┌─ Page extract

Name: jl125535 Date: 07/19/2002
FULL PRODUCT VERSION :
java version "1.4.0"
Java(TM) 2 Runtime Environment, Standard Edition (build 1.4.0-b92)
Java HotSpot(TM) Client VM (build 1.4.0-b92, mixed mode)
FULL OPERATING SYSTEM VERSION :Microsoft Windows 2000
[Version 5.00.2195]
A DESCRIPTION OF THE PROBLEM :
This report is similar to 4072712, except that this one
suggests that it is possible to maintain bounds checking
while accelerating array indexing.
The Client VM is particularly slow at dealing with multi-
dimensional arrays, e.g. matrices (2D arrays) that are
typical of many science and engineering programs. This has
lead people to do micro optimizations, e.g.
http://tilde-hoschek.home.cern.ch/~hoschek/colt/
and
http://www.alphaworks.ibm.com/tech/ninja
the latter is the basis for JSR 83 (Multiarray package)
http://jcp.org/jsr/detail/83.jsp
I am currently trying to get changes to these particular
packages, but I suspect that many people do micro
optimisations to suite the Client VM because they test
primarily using this VM. (This is the one there IDE will
probably be using.)
The problem is demonstrated by the attached program which
solves the same problem 4 different ways. Most of the
program is concerned with timing and verifying results. At
the start of the program are 4 inner classes, each class
contains a method called body. It is these 4 body methods
that are of interest.
The first body is the baseline and is the obvious way of
doing 2D arrays in Java, i.e. an array of arrays accessed
using a[row][col].
The second body simulates a 2D array using a 1D array and
calculates the location inside the 1D array by multiplying
by the column length, i.e. a[row * cols + col].
The third method is like the second method except that the
multiplication is eliminated by using an extra index
variable.
Finally, the forth method uses an array of arrays but uses
pointers to rows so that instead of a[row][col] you use aRow
[col] where aRow = a[row] and is a temporary variable
assigned outside the inner loop.

└─
┌─ Data shown

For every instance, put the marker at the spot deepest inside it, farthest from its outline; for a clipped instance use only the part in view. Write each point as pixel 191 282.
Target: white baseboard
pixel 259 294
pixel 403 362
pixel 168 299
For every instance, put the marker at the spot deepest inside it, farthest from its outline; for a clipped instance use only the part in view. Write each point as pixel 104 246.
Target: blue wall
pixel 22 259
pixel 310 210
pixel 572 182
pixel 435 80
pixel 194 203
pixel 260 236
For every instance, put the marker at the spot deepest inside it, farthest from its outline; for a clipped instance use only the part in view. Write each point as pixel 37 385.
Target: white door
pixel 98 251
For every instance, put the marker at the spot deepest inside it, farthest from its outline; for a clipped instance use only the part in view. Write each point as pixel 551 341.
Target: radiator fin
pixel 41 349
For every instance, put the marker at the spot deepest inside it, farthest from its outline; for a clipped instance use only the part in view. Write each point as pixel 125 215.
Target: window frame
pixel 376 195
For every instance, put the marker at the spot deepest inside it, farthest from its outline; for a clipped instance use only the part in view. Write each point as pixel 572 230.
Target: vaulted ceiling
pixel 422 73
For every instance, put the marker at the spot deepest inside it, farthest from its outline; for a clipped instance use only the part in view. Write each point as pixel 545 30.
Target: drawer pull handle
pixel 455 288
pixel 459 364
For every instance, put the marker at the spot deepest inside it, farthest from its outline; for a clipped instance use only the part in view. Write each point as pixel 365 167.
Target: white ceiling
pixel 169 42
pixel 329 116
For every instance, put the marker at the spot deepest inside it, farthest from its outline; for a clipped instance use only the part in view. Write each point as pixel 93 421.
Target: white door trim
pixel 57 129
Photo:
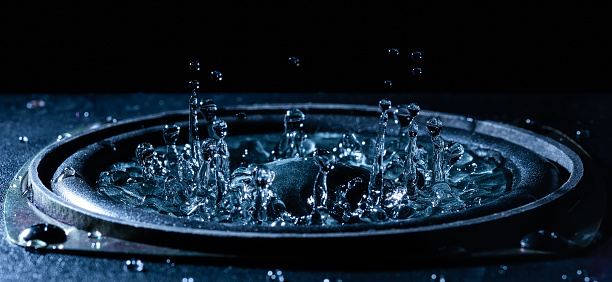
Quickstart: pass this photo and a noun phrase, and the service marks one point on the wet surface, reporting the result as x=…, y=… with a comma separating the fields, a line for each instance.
x=585, y=116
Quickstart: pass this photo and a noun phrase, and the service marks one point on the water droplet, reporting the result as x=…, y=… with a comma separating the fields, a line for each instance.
x=263, y=177
x=216, y=76
x=325, y=159
x=35, y=244
x=294, y=62
x=502, y=269
x=171, y=133
x=544, y=240
x=417, y=56
x=220, y=128
x=108, y=144
x=144, y=153
x=434, y=126
x=384, y=105
x=110, y=119
x=63, y=136
x=45, y=233
x=194, y=66
x=276, y=275
x=194, y=85
x=135, y=265
x=66, y=172
x=582, y=134
x=417, y=72
x=94, y=235
x=35, y=104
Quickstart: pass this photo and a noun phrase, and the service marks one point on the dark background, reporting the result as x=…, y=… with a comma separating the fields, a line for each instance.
x=342, y=46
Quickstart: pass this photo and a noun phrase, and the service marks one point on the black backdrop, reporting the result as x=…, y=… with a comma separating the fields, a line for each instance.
x=98, y=47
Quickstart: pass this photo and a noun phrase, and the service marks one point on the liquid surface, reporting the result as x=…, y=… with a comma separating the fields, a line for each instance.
x=476, y=178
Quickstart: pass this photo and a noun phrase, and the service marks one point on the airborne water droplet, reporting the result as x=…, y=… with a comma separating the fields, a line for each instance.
x=135, y=265
x=417, y=56
x=294, y=62
x=194, y=66
x=94, y=235
x=216, y=76
x=417, y=72
x=45, y=233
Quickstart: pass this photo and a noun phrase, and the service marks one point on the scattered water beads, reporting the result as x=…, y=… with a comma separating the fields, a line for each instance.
x=210, y=184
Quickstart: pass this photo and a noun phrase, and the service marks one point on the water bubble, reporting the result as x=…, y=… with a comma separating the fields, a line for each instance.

└─

▶ _Required actions_:
1/ Answer these questions about the Java array-indexing bug report:
(a) What full operating system version does the report give?
(b) Which JSR does the report say the ninja package is the basis for?
(c) How does the second body compute the location inside the 1D array?
2/ Resume the Java array-indexing bug report from where it stops.
The listing plays no part in this work.

▶ _Exercise answers_:
1/
(a) Microsoft Windows 2000 [Version 5.00.2195]
(b) JSR 83 (Multiarray package)
(c) It multiplies the row by the column length and adds the column: a[row * cols + col].

2/
All the methods (2-4) show a speed up on the client VM,
which is presumably why package writers use these micro
optimisations and other optimisations. The IBM VM and the
server VM don't show such a marked speed up (in fact the
micro optimisations can be slower on these VMs).
Is it possible to improve the handling of multi-dimensional
arrays in the client VM so that package writers aren't
tempted into micro optimisations?
STEPS TO FOLLOW TO REPRODUCE THE PROBLEM :
Run program below
EXPECTED VERSUS ACTUAL BEHAVIOR :
Expected Behavior:
Ideally the 4 timings given by the program below would be
identical
Actual Behavior: (trial run with JDK 1.4 on Solaris 8)
% java MockFD
7.8 s - Test 1: 2D array using array[row][col]
6.6 s - Test 2: 1D array using array[row * colSize + col]
5.3 s - Test 3: 1D array using array[i]
5.3 s - Test 4: 2D array using arrayRow[col]
Spread = 1.5 times
REPRODUCIBILITY :
This bug can be reproduced always.
---------- BEGIN SOURCE ----------
/* Mock up of a finite difference calculation to show array access speed for
different methods of implementing a1 2D matrix in Java */
package benchmarks.arrays;
import java.util.*;
public abstract class MockFD {
private static final class ArrayOfArrays extends MockFD {
public String toString() { return "2D array using array[row][col]"; }
private static final double[][] a1 = new double[rowSize][colSize];
private static final double[][] a2 = new double[rowSize][colSize];
private static final double[][] a3 = new double[rowSize][colSize];
private static final double[][] a4 = new double[rowSize][colSize];
private static void
body(final double[][] d1, final double[][] s1,
final double[][] d2, final double[][] s2)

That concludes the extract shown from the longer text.